◆ Do this ◆
Can you reproduce every line of the records below, requests included, with each point coordinate in the answers scaled by 0.85 and rounded to a whole number, halves going up? Omit the pictures.

[Start]

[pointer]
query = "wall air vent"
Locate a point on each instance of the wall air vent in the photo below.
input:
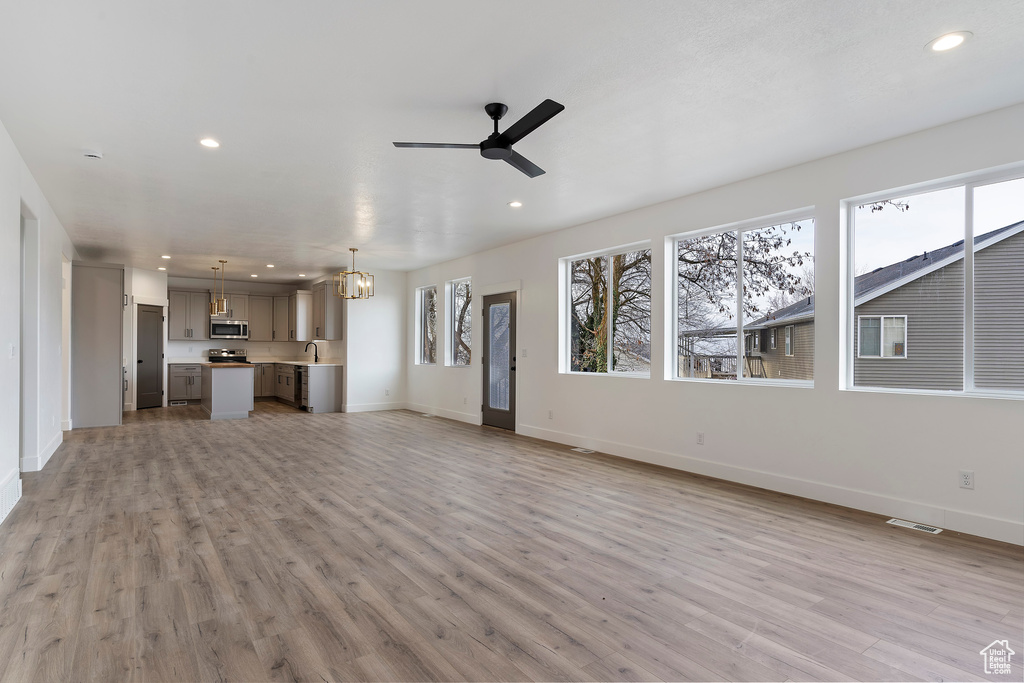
(920, 527)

[End]

◆ Written response ◆
[pointer]
query = "wall air vent"
Locate a point on each instance of the wall air vent in the photo below.
input:
(782, 448)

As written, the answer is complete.